Working data:
--- START ---

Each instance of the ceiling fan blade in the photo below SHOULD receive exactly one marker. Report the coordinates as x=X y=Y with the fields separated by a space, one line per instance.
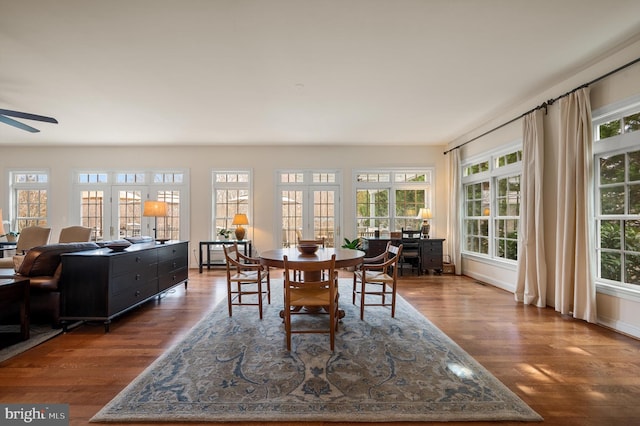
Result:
x=19 y=125
x=27 y=116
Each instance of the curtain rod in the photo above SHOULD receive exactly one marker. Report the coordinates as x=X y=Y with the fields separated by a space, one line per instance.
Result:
x=546 y=104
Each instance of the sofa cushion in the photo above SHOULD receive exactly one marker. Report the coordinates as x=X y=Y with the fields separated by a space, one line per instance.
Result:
x=44 y=260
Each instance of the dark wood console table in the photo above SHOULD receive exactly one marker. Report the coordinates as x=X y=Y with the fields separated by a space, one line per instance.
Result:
x=102 y=284
x=206 y=245
x=16 y=291
x=431 y=252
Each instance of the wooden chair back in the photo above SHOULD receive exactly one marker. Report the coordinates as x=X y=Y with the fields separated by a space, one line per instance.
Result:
x=310 y=287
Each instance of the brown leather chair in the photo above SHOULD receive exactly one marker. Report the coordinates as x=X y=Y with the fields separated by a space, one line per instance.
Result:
x=43 y=266
x=30 y=236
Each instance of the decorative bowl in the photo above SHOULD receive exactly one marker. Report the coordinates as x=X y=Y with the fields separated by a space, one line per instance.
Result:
x=307 y=249
x=118 y=246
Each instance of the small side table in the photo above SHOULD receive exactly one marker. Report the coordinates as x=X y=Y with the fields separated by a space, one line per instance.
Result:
x=16 y=290
x=248 y=251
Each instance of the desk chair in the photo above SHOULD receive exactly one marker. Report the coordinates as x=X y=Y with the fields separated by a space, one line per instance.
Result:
x=245 y=279
x=311 y=296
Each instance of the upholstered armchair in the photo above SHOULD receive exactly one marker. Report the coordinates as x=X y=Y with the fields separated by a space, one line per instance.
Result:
x=30 y=236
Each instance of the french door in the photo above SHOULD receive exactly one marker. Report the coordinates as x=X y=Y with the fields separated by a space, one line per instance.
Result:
x=309 y=213
x=126 y=212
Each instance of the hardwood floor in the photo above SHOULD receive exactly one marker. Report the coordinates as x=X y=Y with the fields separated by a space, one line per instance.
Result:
x=570 y=372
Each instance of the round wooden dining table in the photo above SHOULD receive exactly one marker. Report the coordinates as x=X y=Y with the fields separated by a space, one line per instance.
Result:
x=344 y=257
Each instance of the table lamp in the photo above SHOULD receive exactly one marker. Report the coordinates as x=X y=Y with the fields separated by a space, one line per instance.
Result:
x=425 y=215
x=240 y=219
x=2 y=231
x=155 y=209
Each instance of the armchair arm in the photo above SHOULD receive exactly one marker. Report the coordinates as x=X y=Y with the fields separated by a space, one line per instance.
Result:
x=247 y=259
x=379 y=266
x=382 y=257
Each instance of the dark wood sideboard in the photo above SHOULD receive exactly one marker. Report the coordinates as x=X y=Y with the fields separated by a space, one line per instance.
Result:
x=102 y=284
x=431 y=251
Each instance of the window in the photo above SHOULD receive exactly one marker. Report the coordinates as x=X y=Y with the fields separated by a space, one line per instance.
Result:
x=29 y=198
x=231 y=195
x=391 y=199
x=492 y=205
x=617 y=196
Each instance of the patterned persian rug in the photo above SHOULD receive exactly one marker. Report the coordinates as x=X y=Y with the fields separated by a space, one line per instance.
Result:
x=383 y=369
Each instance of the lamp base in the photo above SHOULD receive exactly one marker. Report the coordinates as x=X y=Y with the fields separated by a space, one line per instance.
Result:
x=425 y=229
x=240 y=232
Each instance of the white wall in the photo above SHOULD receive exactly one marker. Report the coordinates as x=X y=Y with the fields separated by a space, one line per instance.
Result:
x=263 y=161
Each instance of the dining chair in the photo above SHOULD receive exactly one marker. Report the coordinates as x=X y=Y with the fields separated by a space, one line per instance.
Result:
x=314 y=294
x=411 y=252
x=30 y=237
x=245 y=279
x=378 y=279
x=75 y=234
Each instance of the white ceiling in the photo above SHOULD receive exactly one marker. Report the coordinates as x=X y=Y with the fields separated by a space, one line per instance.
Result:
x=289 y=71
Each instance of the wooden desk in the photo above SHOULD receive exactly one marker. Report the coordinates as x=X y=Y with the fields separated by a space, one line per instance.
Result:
x=431 y=252
x=16 y=290
x=248 y=249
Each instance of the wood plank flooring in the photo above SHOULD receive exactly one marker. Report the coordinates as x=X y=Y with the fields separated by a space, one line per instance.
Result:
x=570 y=372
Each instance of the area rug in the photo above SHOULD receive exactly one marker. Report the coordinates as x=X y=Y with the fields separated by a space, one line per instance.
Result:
x=383 y=369
x=11 y=345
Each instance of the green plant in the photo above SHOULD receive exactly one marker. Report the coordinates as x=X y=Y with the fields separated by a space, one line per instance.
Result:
x=353 y=244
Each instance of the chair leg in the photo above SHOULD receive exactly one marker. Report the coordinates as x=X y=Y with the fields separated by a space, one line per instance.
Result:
x=393 y=300
x=354 y=289
x=362 y=295
x=260 y=298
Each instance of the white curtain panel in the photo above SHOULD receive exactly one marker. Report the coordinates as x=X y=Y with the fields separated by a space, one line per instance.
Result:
x=453 y=218
x=531 y=287
x=575 y=291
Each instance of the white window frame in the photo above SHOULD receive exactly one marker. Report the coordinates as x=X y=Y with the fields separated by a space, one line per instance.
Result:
x=15 y=186
x=392 y=186
x=619 y=144
x=492 y=175
x=142 y=178
x=215 y=186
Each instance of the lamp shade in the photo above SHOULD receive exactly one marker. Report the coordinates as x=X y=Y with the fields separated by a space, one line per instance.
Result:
x=424 y=213
x=154 y=209
x=2 y=231
x=240 y=219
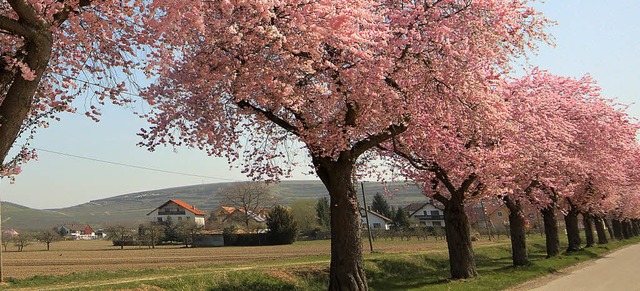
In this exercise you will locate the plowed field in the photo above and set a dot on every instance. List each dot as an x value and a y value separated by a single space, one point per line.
79 256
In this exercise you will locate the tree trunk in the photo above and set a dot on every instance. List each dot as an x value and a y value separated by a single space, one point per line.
551 231
347 264
602 235
517 232
457 229
626 233
573 231
617 229
587 221
634 225
609 227
19 97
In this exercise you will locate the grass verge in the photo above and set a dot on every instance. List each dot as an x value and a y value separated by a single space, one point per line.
386 271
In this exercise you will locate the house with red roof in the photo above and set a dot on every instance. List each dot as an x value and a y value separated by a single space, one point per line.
77 231
177 210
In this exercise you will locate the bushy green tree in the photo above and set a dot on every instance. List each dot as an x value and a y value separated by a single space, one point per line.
380 205
48 236
324 213
151 233
303 211
283 229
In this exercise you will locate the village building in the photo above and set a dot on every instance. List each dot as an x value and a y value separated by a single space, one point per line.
377 221
426 213
77 231
177 210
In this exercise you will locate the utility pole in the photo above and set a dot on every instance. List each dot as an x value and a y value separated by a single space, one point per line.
366 215
1 233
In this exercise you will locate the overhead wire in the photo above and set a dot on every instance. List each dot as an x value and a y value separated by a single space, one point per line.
131 166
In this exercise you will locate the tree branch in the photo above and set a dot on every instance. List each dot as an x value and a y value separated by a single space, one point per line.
442 175
467 182
374 140
270 116
63 15
15 27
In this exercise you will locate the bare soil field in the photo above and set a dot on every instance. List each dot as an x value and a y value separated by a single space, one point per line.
67 257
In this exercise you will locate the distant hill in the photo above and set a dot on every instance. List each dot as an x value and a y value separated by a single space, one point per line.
133 208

--- END ---

Exercise requirements: The answer must be a single number: how many lines in the data above contain the string "armchair".

Written reply: 2